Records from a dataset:
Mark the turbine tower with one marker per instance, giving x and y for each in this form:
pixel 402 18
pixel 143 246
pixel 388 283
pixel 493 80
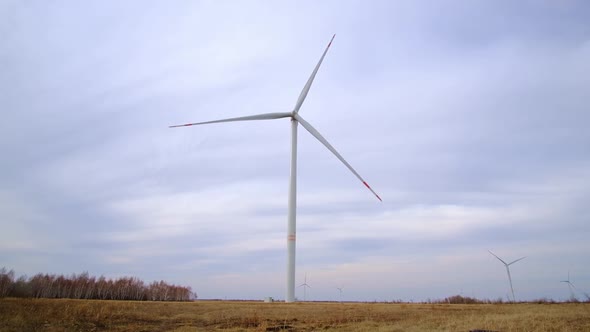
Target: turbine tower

| Task goal |
Reproduce exactly the lines from the one containing "pixel 143 246" through the last line of the records, both included, leaving out every picture.

| Your response |
pixel 143 246
pixel 388 283
pixel 493 80
Target: turbine tower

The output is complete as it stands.